#### [Problem to solve]
Reproduce the part of the whisky comments below that begins at the words "nice article but" and ends after the words "the excellent whiskeys.", keeping the wording unchanged.
==== Given text ====
Thanks for your article and your time.
Marketing is very much the decider in what’s popular, whereas what’s ‘high quality’ is determined by somewhat self appointed connoisseurs who in turn influence the purchases of the market. Also, if your Canadian Mist or Canadian Club is stocked in the well of every bar, then you’re going to be a top seller based on volume, not quality.
There are two great articles that give you an idea of how the liquor market works to push whatever is in great supply, rather than asking customers what they want. The bottom dropped out of the blended whisky market in the '80s, as mentioned, leaving a lot of single malt distilleries holding stock put up 10 years earlier with no buyers. Ta-Dah! All of a sudden the single malt Scotch market was invented, and a generation of college students were taught to drink it straight, not like your dad did.
Concurrently, the Seagram’s family business was handed down to a new generation, who promptly ran it into the ground in the 1990s. This left a vast quantity of wholesale rye whiskey (part of the Seagram’s 7 blend never intended for retail sale) gone wanting. Ta-Dah! All of a sudden your bartender is selling you Sazeracs and Manhattans, and small rye distilleries are extending their product to thousands of barrels, (Or in the case of Bulleit, just bottling Seagram’s leftover stock unmodified and selling it as a premium brand.)
nice article but 'In distillery-dotted Prince Edward Island" hmm there are 4 distilleries in PEI. I don’t know if that qualifies as “dotted” and only one of them makes whiskey (not a bad one either) see Local Spirits - PEI Liquor Control Commission
I vacation in PEI annually and love the place but it is not a whiskey hot spot - Ontario, Quebec and Alberta have a greater range of craft distilleries. But do come north (once this Covid-19 mess resolves) and sample the excellent whiskeys.
==== Data shown ====
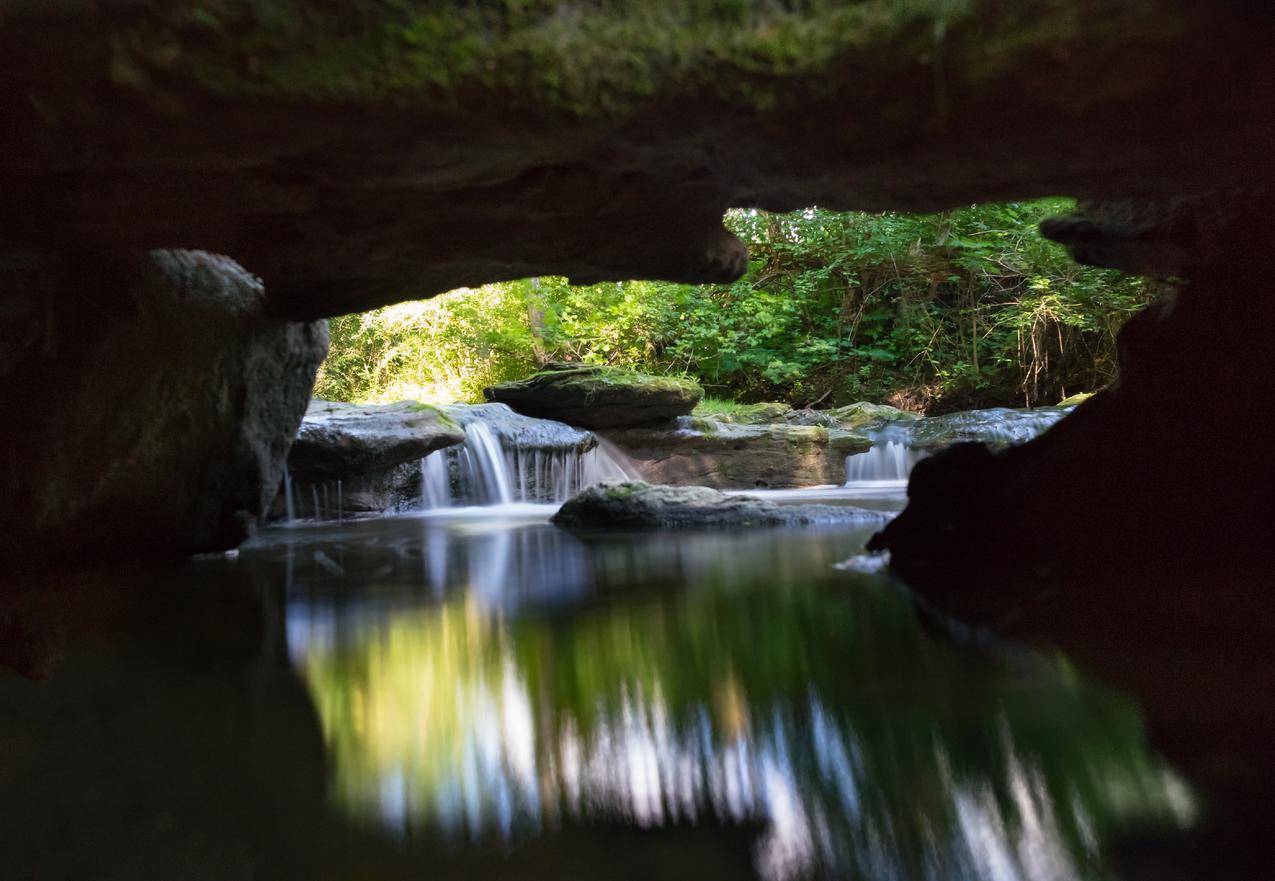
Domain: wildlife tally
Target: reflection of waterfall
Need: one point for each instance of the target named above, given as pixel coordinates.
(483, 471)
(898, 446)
====
==== Data shown ====
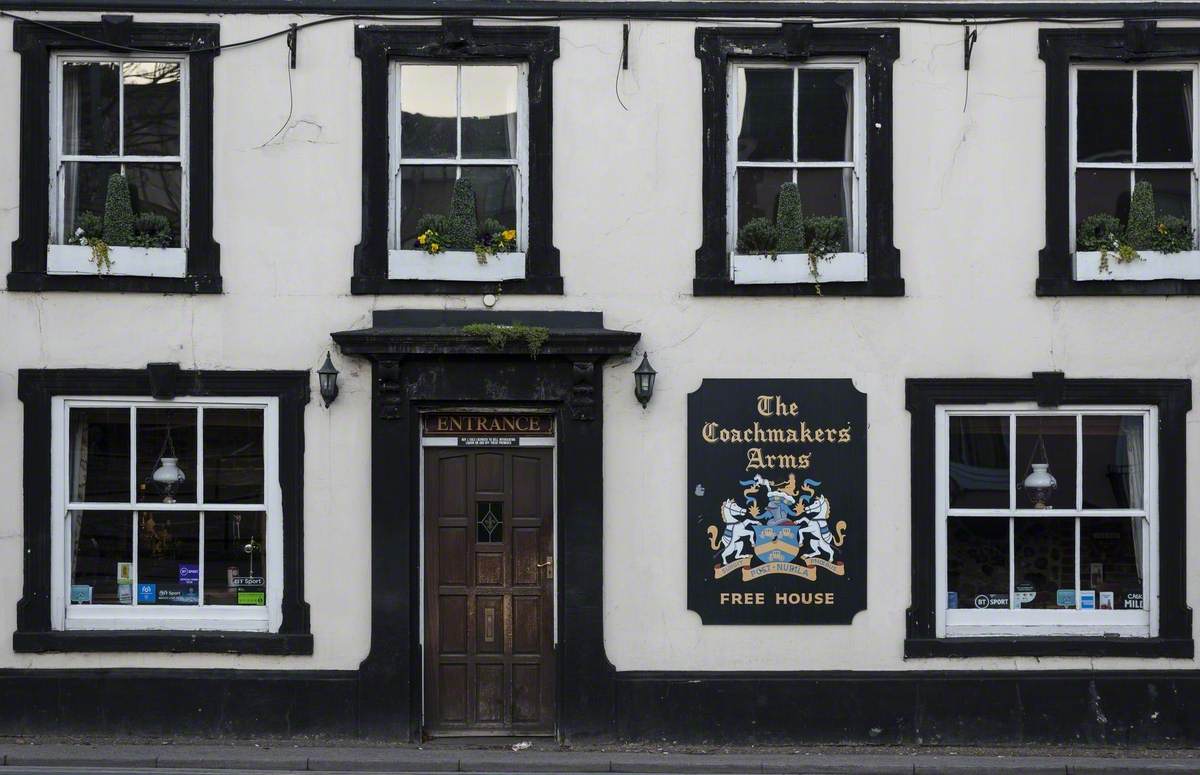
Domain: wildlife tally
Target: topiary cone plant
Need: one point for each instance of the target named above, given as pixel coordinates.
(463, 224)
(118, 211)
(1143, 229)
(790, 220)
====
==== Data shown ====
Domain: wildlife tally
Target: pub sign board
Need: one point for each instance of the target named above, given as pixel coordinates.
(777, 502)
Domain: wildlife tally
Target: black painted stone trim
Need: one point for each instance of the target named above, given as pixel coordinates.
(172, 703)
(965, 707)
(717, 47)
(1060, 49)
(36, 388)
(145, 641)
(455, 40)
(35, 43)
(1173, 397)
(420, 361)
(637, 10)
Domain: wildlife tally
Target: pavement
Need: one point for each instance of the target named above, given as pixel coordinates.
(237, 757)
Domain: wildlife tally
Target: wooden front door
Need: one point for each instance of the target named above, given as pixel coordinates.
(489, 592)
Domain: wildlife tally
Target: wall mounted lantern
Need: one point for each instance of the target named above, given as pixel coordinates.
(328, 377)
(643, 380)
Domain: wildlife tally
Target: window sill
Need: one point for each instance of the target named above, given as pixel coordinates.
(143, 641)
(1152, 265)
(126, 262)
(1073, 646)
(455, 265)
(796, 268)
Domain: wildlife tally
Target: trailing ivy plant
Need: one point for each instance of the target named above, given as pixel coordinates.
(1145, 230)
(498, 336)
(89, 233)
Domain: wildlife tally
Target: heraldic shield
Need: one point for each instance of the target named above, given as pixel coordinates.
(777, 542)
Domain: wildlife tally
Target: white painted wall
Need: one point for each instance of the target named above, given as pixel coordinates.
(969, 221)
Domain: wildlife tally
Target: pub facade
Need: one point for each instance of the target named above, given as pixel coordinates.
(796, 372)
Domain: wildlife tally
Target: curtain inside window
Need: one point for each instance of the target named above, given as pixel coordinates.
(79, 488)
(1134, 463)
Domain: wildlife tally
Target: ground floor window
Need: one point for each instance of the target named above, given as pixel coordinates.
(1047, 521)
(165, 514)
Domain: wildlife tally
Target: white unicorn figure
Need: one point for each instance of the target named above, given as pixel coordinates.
====
#### [Solution to this problem]
nice article but 'In distillery-dotted Prince Edward Island" hmm there are 4 distilleries in PEI. I don’t know if that qualifies as “dotted” and only one of them makes whiskey (not a bad one either) see Local Spirits - PEI Liquor Control Commission
I vacation in PEI annually and love the place but it is not a whiskey hot spot - Ontario, Quebec and Alberta have a greater range of craft distilleries. But do come north (once this Covid-19 mess resolves) and sample the excellent whiskeys.